─── Estratto del documento ───

Salute

Figlie e figli anoressici o bulimici: a chi chiedere aiuto?

In Italia si stima siano 3 milioni le ragazze e i ragazzi che soffrono di anoressia, bulimia e binge-eating (abbuffate incontrollate). Accanto a loro milioni di famiglie che non sanno (e non hanno) a chi chiedere aiuto. Abbiamo raccolto qui alcuni contatti e strumenti utili

di Sabina Pignataro

Psicosi e disturbi del comportamento alimentare sono le prime due cause di accesso in pronto soccorso per patologia neuropsichiatrica. In Italia si stima siano 3 milioni le ragazze e i ragazzi che soffrono di anoressia, bulimia e binge-eating (abbuffate incontrollate). Accanto a loro milioni di famiglie che non sanno (e non hanno) a chi rivolgersi per ricevere aiuto.

Come raccontiamo nel magazine di VITA di maggio, dal titolo Gioventù Bruciata (in calce il link per leggere l’inchiesta) alcuni sono proprio bambini. Negli ultimi dieci anni si è abbassata in modo vistoso l’età di insorgenza, con esordi frequenti già a 8-10 anni. Anche queste sono stime al ribasso, poiché esiste una grande quota di pazienti che non riesce ad arrivare alle cure. Le nuove richieste di presa in carico sono aumentate in media del 30% dall’inizio della pandemia. I numeri variano di regione in regione poiché l’offerta di servizi e di professionisti è parecchio diversificata sul territorio nazionale: a Milano ad esempio ci sono cinque ambulatori pubblici, a Palermo neanche uno. Ovunque il sistema sanitario pubblico non riesce a soddisfare tutte le domande d’aiuto.

«Di disturbi del comportamento alimentare si muore ogni giorno, da oltre trent’anni. E si muore non perché di per sé siano malattie incurabili benché subdole, ma perché non ci si può curare subito e bene», commenta Stefano Tavilla, presidente di Mi Nutro di Vita e papà di Giulia, morta a 17 anni per bulimia. «Oggi l’attesa per una prima visita è di tre mesi se il paziente è minorenne e cinque, sei mesi se maggiorenne».

───

▶ **Svolgi quanto segue**
[1] Quanti ambulatori pubblici ci sono a Milano secondo l'articolo sui disturbi alimentari?
[2] Quali disturbi alimentari nomina l'articolo sui disturbi alimentari come quelli di cui soffrono i 3 milioni di ragazze e ragazzi stimati in Italia? Elencali tutti.
[3] Prosegui l'articolo sui disturbi alimentari a partire dall'ultima frase riportata.

─── Materiale di studio ───

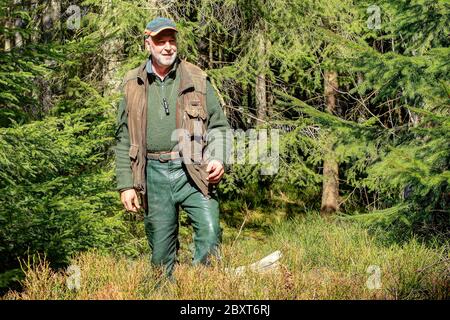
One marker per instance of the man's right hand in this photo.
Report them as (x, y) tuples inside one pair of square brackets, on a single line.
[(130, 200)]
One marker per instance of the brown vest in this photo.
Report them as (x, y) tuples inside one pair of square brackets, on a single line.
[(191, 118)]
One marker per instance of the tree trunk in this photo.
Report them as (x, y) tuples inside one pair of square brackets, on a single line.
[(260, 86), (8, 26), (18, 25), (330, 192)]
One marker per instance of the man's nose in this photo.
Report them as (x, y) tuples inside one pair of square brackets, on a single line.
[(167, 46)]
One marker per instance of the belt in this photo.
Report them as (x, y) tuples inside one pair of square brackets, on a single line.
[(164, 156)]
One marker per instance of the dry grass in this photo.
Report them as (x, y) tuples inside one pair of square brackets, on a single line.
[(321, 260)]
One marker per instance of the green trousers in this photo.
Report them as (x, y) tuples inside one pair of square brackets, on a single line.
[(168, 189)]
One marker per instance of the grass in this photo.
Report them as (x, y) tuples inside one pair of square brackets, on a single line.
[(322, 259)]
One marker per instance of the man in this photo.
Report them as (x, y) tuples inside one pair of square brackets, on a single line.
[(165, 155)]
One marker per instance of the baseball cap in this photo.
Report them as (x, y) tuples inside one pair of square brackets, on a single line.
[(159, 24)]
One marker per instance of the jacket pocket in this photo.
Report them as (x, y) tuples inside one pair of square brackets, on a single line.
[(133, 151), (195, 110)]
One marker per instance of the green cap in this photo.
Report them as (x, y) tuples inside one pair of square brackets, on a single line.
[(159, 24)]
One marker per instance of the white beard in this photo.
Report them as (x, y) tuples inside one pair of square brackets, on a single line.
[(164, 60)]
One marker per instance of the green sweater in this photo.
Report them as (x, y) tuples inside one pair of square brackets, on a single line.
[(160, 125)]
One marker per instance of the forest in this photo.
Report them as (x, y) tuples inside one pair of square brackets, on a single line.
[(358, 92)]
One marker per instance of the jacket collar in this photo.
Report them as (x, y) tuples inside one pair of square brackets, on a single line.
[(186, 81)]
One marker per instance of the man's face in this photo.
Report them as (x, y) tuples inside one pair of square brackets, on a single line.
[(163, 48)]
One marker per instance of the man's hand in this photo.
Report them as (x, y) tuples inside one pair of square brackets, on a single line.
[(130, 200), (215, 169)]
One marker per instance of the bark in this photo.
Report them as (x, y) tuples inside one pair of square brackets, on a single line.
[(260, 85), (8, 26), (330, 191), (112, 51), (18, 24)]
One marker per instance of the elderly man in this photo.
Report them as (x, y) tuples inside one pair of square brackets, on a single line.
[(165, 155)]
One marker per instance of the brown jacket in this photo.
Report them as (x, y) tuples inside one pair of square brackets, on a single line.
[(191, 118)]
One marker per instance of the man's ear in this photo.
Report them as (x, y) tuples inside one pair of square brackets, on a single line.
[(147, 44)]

───

▶ **Risposte numerate**
[1] Cinque.

[2] Anoressia, bulimia e binge-eating (abbuffate incontrollate).

[3]
A chi rivolgersi? Raccogliamo qui alcuni strumenti che pensiamo possano essere utili:

Gli indirizzi delle 126 strutture specializzate

L'Istituto Superiore di Sanità ha pubblicato la prima mappa completa dei servizi offerti dal Servizio sanitario nazionale per curare i disturbi del comportamento alimentare. La piattaforma, consultabile qui, offre informazioni sui servizi ricche di dettagli a partire dalla distribuzione geografica: il maggior numero dei centri (63) si trova nelle regioni del Nord, al centro ve ne sono 23 mentre 40 sono distribuiti tra il Sud e le Isole.
Qui il link all'articolo di VITA per approfondire

Come coinvolgere scuole e centri sportivi

L’associazione di volontariato Nutrimente, nata a Milano nel 2012, offre gratuitamente interventi educativi mirati nei due contesti più a rischio: scuole e centri sportivi. «L’obiettivo non è dare informazioni su queste malattie. Se parliamo direttamente dei sintomi, infatti è sicuro che l’anno successivo aumenteranno i casi in classe», spiega Sara Bertelli, presidente dell’associazione e responsabile del Centro disturbi alimentari della Asst Santi Paolo e Carlo di Milano. «Noi piuttosto
invitiamo i ragazzi a riflettere sul valore emotivo del cibo, che può diventare fonte di consolazione, sfogo e controllo quando non si riescono a gestire le emozioni negative, l’intolleranza aglierrori, la solitudine, il bullismo, o una bassa autostima».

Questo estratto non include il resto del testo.